Instruction — Update the rows below by replacing "every instance" with "each instance" wherever it occurs, leaving everything else unchanged. Leave the pictures out of your answer.

Task data —

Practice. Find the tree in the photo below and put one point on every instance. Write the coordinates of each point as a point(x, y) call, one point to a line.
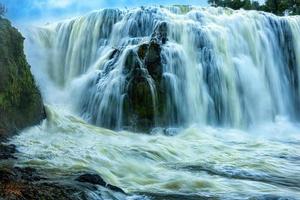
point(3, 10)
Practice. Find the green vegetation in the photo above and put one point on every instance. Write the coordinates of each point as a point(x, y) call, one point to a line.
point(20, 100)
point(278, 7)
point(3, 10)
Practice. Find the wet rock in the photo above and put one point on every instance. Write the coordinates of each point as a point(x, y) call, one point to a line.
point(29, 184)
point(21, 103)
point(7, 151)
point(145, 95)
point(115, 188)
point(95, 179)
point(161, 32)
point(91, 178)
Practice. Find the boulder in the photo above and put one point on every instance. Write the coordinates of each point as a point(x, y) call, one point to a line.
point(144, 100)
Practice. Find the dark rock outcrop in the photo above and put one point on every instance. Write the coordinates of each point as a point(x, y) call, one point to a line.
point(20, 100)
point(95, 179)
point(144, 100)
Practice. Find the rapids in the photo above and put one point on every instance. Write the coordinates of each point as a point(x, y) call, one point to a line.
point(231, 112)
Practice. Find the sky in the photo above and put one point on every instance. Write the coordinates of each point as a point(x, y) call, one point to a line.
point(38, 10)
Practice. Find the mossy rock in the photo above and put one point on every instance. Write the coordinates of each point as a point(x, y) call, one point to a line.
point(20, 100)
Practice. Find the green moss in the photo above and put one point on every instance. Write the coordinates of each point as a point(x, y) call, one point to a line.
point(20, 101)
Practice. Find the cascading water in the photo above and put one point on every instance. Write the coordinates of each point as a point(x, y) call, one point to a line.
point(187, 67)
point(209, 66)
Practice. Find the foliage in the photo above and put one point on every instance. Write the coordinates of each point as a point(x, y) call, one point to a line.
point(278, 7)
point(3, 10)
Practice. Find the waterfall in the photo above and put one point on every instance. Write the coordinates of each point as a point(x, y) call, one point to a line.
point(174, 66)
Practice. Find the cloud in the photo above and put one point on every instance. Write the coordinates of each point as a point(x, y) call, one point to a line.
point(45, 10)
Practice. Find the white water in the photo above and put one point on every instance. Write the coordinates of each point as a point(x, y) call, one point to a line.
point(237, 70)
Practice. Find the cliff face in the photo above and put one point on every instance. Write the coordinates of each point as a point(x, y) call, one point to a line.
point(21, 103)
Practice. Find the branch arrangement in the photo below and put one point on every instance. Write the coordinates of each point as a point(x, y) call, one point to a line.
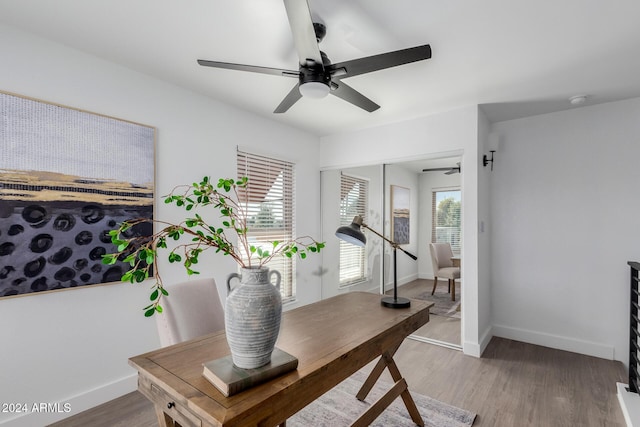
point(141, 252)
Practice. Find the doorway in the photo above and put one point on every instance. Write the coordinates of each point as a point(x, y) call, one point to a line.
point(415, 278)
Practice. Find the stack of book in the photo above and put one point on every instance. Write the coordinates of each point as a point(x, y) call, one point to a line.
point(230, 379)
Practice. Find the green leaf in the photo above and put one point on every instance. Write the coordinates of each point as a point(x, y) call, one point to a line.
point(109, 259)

Task response —
Practice. Find the tree in the photo below and put one point on each instance. Write the coordinates of each point as a point(x, y) call, one point to a line.
point(3, 10)
Practice. Find the green vegetation in the photo above and put one point on each instance. Write the coordinates of each point as a point(x, y) call, one point to a line.
point(20, 100)
point(278, 7)
point(3, 10)
Practice. Find the wet rock in the photo above and put one point on each instance. Write the coordinates of each point as a point(x, y) call, one point to a line.
point(29, 184)
point(21, 103)
point(7, 151)
point(145, 95)
point(115, 188)
point(95, 179)
point(161, 32)
point(91, 178)
Practice. Find the boulder in the photo above and put one point on each instance. Write the coordinates of each point as a point(x, y) call, one point to a line.
point(144, 100)
Practice. Find the dark rock outcrop in the photo above and put one point on each instance. Write the coordinates of each point as a point(x, y) call, one point to a line.
point(20, 100)
point(95, 179)
point(144, 100)
Practice. Find the rapids in the photo above and put one point on each instance. Write the coordinates of each point as a point(x, y) call, one point to a line.
point(231, 112)
Practice. Find the sky in the photo above and put one point on each instance. Write the coordinates of each point as a point(x, y) call, one point to a line.
point(38, 10)
Practice. Find the mossy rock in the photo above and put one point on each instance. Write the coordinates of each point as a point(x, y) call, one point to a line.
point(20, 100)
Practice. Find the green moss in the photo above and put one point on each instance. Write the coordinates of each point as a point(x, y) call, one point to a line.
point(20, 101)
Practice. Find the cascading water in the photo above and put one point on each instance. Write the coordinates of each point as a point(x, y) call, one point to a line.
point(187, 67)
point(209, 66)
Practice. Find the foliage in the photo above and put one point on each instance. Write the coordinates of each point as a point(x, y) call, one point to a line.
point(278, 7)
point(3, 10)
Practice. Find the waterfall in the photo above and put one point on each instance. Write the coordinates of each point as a point(x, y) call, one point to a line.
point(174, 66)
Practice. Find the cloud in the photo above and put one point on each instance. Write the coordinates of each point as a point(x, y) call, one point to a line.
point(45, 10)
Practice. Find the white water in the photo above and put one point on each instance. Write the coordinates of each point as a point(x, y) call, one point to a line.
point(237, 70)
Practice. Find the cliff face in the photo above and put one point on each instance. Write the coordinates of each point as a point(x, y) call, one point to a line.
point(21, 103)
Practice. Find the branch arrangement in the photo below and put one point on each instance. Write the coordinates of each point as a point(x, y) call, one point to a line.
point(141, 252)
Practice. Find the doorway in the photo above and put one point on each instance. Write the coordinates of each point as a point(x, y) call, one point to a line.
point(415, 278)
Practice. Find the stack of book in the photo above and put one point on each instance. Write the coordinates of each point as a point(x, y) call, one point to a line.
point(230, 379)
Practice. Find the green leaf in the photo above and put one point on each instance. Write the coordinates of each point as a point(x, y) call, one point to a line.
point(109, 259)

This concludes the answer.